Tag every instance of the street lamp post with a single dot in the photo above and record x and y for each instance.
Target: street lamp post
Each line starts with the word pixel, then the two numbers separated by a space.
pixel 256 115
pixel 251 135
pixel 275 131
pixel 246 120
::::
# THE PROBLEM:
The records above need to be output again, verbatim.

# WRITTEN ANSWER:
Tag every instance of the street lamp post with a single dot in the photo above and record x and y for each instance.
Target: street lamp post
Each line starts with the word pixel, then the two numbers separated by a space.
pixel 256 115
pixel 251 135
pixel 275 131
pixel 246 120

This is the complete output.